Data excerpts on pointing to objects
--- BEGIN ---
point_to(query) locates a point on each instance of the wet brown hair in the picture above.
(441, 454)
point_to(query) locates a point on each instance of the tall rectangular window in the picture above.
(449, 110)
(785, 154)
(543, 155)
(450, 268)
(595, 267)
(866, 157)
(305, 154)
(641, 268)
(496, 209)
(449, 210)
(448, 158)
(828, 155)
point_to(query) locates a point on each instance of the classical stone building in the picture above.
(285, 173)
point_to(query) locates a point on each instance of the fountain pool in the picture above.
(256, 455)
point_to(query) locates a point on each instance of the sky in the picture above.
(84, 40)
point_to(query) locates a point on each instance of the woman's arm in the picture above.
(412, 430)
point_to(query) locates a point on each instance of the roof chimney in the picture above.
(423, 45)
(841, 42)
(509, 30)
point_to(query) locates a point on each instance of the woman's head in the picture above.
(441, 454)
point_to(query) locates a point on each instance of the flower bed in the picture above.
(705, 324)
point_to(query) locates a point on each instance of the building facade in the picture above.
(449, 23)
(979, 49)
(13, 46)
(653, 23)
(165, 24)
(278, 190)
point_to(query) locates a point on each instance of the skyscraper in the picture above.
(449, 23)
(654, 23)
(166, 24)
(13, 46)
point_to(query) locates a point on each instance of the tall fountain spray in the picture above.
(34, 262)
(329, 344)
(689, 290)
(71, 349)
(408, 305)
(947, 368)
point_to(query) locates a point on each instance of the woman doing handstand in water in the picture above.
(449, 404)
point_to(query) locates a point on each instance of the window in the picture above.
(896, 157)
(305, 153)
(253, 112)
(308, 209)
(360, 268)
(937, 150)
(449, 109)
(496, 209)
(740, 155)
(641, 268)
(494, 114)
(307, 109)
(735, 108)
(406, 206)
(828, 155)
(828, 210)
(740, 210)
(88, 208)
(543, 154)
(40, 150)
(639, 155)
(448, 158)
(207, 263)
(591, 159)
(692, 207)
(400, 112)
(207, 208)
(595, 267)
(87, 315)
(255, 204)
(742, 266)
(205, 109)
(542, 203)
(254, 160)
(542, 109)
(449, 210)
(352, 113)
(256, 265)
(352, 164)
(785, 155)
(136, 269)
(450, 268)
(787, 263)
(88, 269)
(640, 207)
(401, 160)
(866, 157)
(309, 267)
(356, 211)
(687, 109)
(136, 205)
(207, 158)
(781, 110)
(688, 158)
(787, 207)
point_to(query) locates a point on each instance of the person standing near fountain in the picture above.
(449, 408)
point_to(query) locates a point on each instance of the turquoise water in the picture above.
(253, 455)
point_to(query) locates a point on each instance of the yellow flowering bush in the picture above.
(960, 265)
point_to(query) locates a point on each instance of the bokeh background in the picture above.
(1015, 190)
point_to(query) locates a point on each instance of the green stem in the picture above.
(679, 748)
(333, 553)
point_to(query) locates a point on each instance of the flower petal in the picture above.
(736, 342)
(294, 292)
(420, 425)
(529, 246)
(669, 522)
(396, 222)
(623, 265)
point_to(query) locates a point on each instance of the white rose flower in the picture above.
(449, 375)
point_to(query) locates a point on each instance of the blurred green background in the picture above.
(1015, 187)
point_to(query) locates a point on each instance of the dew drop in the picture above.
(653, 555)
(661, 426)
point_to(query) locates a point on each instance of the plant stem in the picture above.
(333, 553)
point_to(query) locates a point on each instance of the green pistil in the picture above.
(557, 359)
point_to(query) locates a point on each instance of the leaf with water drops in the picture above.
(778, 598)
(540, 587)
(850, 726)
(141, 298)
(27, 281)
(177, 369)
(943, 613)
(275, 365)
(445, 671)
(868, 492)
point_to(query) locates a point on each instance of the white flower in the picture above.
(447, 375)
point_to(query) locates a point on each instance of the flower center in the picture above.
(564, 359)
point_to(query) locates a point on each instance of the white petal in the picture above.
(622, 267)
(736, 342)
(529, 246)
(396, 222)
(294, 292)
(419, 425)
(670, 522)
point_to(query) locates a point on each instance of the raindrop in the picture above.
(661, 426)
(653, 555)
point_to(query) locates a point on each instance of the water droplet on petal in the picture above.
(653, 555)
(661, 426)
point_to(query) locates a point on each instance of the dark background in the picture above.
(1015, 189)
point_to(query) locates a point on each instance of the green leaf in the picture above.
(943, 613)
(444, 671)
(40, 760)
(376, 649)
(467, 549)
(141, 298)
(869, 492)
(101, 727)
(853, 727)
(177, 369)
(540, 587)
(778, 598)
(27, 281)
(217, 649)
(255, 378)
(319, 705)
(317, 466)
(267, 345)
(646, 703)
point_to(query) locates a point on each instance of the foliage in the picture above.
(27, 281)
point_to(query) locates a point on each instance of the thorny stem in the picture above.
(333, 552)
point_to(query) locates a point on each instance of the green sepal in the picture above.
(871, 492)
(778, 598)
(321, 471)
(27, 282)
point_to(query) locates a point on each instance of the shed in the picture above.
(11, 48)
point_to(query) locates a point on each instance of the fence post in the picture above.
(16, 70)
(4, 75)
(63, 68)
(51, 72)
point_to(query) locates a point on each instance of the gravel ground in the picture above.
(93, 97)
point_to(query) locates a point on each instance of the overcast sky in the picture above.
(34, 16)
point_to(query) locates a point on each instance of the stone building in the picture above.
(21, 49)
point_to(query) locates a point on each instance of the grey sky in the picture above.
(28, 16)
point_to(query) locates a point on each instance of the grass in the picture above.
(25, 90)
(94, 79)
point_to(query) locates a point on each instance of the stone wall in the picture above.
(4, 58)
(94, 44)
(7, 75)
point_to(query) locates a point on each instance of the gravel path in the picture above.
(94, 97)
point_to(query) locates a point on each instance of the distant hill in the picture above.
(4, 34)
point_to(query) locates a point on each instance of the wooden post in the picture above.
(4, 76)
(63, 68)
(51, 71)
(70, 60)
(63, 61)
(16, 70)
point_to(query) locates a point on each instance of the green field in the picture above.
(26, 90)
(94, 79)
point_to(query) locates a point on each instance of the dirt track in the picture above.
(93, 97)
--- END ---
* PROBLEM DETAILS *
Rewrite the data above, switching "locates" to "marks" everywhere it appears and keeping everything else unchanged.

* RESPONSE TO THE EXERCISE *
point_to(query) marks a point on each instance of the wet brown hair in the picture above.
(441, 454)
point_to(query) marks a point on each instance of the tall rectangular window in the picture above.
(449, 110)
(785, 154)
(543, 155)
(450, 268)
(595, 267)
(866, 157)
(305, 154)
(641, 268)
(496, 209)
(449, 210)
(448, 158)
(828, 155)
point_to(query) marks a point on each instance of the classical stone building in the picture above.
(285, 173)
point_to(query) marks a point on each instance of the fountain pool in the picture above.
(256, 455)
point_to(query) marks a point on each instance of the sky in the picture above.
(84, 40)
point_to(query) marks a point on each instance of the woman's arm in the picture above.
(412, 430)
point_to(query) marks a point on each instance of the roof chimney in the picture above.
(423, 45)
(841, 42)
(509, 30)
point_to(query) marks a point on each instance of the woman's head in the picture above.
(441, 454)
point_to(query) marks a point on each instance of the flower bed in the picture above.
(705, 324)
point_to(query) marks a point on each instance of the building facade in the picture above.
(449, 23)
(979, 49)
(13, 46)
(653, 23)
(165, 24)
(278, 190)
point_to(query) marks a point on each instance of the skyscraper in the picture above.
(449, 23)
(654, 23)
(166, 24)
(13, 46)
point_to(query) marks a point on each instance of the tall fountain spray in the picture above.
(34, 262)
(329, 344)
(689, 290)
(71, 349)
(408, 305)
(947, 368)
point_to(query) marks a point on each instance of the woman doing handstand in water in the picture above.
(449, 404)
point_to(query) marks a point on each instance of the window in the picture above.
(896, 157)
(305, 153)
(253, 112)
(308, 209)
(360, 268)
(937, 150)
(449, 109)
(496, 209)
(740, 155)
(641, 268)
(494, 114)
(307, 109)
(735, 108)
(406, 206)
(828, 155)
(828, 210)
(740, 210)
(88, 208)
(543, 154)
(40, 150)
(639, 155)
(448, 158)
(207, 263)
(591, 159)
(692, 207)
(400, 112)
(207, 208)
(595, 267)
(87, 315)
(255, 204)
(742, 266)
(205, 109)
(542, 203)
(254, 160)
(542, 109)
(449, 210)
(352, 113)
(256, 265)
(352, 164)
(785, 155)
(136, 269)
(450, 268)
(787, 263)
(88, 269)
(640, 207)
(401, 160)
(866, 157)
(309, 267)
(356, 211)
(687, 109)
(136, 205)
(207, 158)
(781, 110)
(688, 158)
(787, 207)
point_to(query) marks a point on each instance of the person standing near fountain in the picture above.
(449, 408)
point_to(query) marks a point on each instance of the turquoise water in the picture above.
(253, 455)
point_to(query) marks a point on each instance of the yellow flowering bush in the picture above.
(960, 265)
point_to(query) marks a point on each instance of the bokeh background in the picture above.
(1015, 190)
point_to(query) marks a point on each instance of the green stem in the picture above.
(679, 748)
(333, 553)
point_to(query) marks a point on each instance of the flower petal in the picture above.
(736, 342)
(294, 292)
(420, 425)
(529, 246)
(669, 522)
(396, 222)
(623, 265)
point_to(query) marks a point on each instance of the white rose flower in the picture above.
(449, 375)
point_to(query) marks a point on each instance of the blurred green background in the picture above.
(1015, 187)
point_to(query) marks a point on each instance of the dew drop in the picture above.
(653, 555)
(661, 426)
point_to(query) marks a point on each instance of the plant stem in the picture above.
(333, 553)
point_to(query) marks a point on each instance of the green pistil in the picture above.
(557, 359)
point_to(query) marks a point on each instance of the leaf with water drops in the picture above.
(778, 598)
(540, 587)
(850, 726)
(141, 298)
(27, 281)
(177, 369)
(943, 613)
(275, 365)
(445, 671)
(868, 492)
point_to(query) marks a point on each instance of the white flower in the picture above.
(447, 375)
point_to(query) marks a point on each instance of the flower center in the picture above.
(564, 359)
point_to(query) marks a point on each instance of the white petal in the picture above.
(622, 267)
(736, 342)
(529, 246)
(396, 222)
(294, 292)
(419, 425)
(670, 522)
point_to(query) marks a point on each instance of the raindrop in the picture above.
(661, 426)
(653, 555)
point_to(query) marks a point on each instance of the water droplet on petal in the picture above.
(653, 555)
(661, 426)
point_to(query) marks a point on each instance of the dark background in the picture above.
(1015, 189)
point_to(query) marks a point on each instance of the green leaf in the picture above.
(943, 613)
(444, 671)
(40, 760)
(376, 649)
(467, 549)
(141, 298)
(869, 492)
(101, 727)
(853, 727)
(177, 369)
(540, 587)
(778, 598)
(27, 281)
(217, 649)
(255, 378)
(319, 705)
(317, 466)
(267, 345)
(646, 703)
point_to(query) marks a point on each instance of the foliage in the picture above.
(27, 281)
point_to(query) marks a point on each instance of the thorny stem in the picture above.
(333, 552)
point_to(query) marks a point on each instance of the green sepal in the picture above.
(871, 492)
(778, 598)
(321, 471)
(27, 282)
point_to(query) marks a point on each instance of the shed in the picture above.
(11, 48)
point_to(query) marks a point on each instance of the fence post in the picture above.
(16, 70)
(4, 75)
(63, 68)
(51, 72)
point_to(query) marks a point on each instance of the gravel ground in the picture above.
(93, 97)
point_to(query) marks a point on each instance of the overcast sky in the picture above.
(34, 16)
point_to(query) marks a point on each instance of the stone building in the picture above.
(21, 49)
point_to(query) marks a point on each instance of the grey sky in the picture above.
(28, 16)
point_to(query) marks a point on each instance of the grass in the picture above.
(25, 90)
(94, 79)
point_to(query) marks a point on each instance of the stone wall in the picture above.
(4, 58)
(94, 44)
(7, 75)
point_to(query) marks a point on each instance of the gravel path in the picture above.
(94, 97)
point_to(query) marks a point on each instance of the distant hill in the picture above.
(4, 34)
point_to(query) marks a point on each instance of the wooden post in the picture above.
(4, 76)
(63, 68)
(51, 71)
(70, 60)
(63, 61)
(16, 70)
point_to(query) marks a point on each instance of the green field in the picture above.
(26, 90)
(94, 79)
point_to(query) marks a point on each instance of the dirt track in the picture above.
(93, 97)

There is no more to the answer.